__Your assignment__:
The answer is to be an exact copy of the lines below running from the line with "The component shall locate one point per instance of the red" down to the line with "ear, writing one line per instance.", both ends included, and nothing more.

__Available records__:

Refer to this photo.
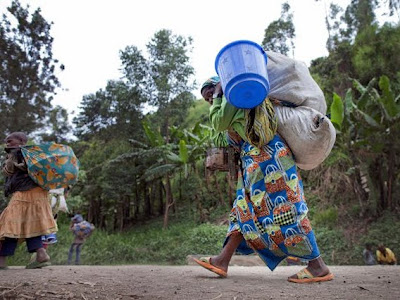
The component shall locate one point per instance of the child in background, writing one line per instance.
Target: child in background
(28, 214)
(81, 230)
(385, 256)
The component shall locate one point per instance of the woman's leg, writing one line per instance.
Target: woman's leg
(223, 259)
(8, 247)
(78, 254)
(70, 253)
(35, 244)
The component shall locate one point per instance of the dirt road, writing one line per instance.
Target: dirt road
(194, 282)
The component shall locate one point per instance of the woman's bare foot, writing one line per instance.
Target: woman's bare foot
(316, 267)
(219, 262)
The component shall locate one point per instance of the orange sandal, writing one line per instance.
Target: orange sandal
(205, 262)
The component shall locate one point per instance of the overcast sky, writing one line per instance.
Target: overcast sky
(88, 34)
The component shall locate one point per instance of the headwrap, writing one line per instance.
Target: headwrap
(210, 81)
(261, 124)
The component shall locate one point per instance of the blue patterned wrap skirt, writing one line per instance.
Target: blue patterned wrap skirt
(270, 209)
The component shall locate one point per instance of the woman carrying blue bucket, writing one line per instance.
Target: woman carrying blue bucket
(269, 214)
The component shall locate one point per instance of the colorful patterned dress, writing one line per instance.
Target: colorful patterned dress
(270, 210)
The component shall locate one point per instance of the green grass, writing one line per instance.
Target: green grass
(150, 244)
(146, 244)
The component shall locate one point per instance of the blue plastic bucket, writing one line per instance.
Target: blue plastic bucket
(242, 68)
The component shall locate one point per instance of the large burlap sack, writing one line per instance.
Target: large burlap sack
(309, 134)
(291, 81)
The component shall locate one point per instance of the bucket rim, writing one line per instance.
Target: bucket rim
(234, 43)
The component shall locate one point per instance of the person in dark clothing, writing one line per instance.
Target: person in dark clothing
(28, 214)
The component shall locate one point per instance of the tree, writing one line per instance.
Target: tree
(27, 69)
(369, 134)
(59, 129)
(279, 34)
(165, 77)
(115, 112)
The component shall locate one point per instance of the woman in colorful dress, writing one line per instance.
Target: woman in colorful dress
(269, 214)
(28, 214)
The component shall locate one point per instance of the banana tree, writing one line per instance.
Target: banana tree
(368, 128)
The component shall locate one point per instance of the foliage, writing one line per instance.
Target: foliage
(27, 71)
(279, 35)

* * *

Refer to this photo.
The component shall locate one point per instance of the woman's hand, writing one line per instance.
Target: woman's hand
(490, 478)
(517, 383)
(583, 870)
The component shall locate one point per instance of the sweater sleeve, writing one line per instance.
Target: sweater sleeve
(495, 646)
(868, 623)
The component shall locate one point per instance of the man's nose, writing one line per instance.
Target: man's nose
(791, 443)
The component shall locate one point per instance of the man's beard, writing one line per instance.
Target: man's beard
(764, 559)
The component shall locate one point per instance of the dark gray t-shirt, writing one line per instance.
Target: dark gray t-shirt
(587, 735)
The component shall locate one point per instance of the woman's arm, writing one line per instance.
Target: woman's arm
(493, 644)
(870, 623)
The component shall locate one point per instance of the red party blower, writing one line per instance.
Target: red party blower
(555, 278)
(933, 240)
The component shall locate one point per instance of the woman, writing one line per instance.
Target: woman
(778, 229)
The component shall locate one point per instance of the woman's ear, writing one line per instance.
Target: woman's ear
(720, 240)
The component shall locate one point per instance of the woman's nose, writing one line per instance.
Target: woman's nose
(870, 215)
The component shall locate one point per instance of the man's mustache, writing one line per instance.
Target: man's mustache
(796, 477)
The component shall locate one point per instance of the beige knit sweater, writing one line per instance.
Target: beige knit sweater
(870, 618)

__Expected output__:
The component shall locate one point per instance of the red party blower, writing one line per instance.
Target: red party blower
(555, 278)
(933, 240)
The component shall locate one point per instance of the woman, writing one line per instance.
Target: woman
(778, 229)
The component shall locate one point per instance of the woman's ear, writing one line per instance.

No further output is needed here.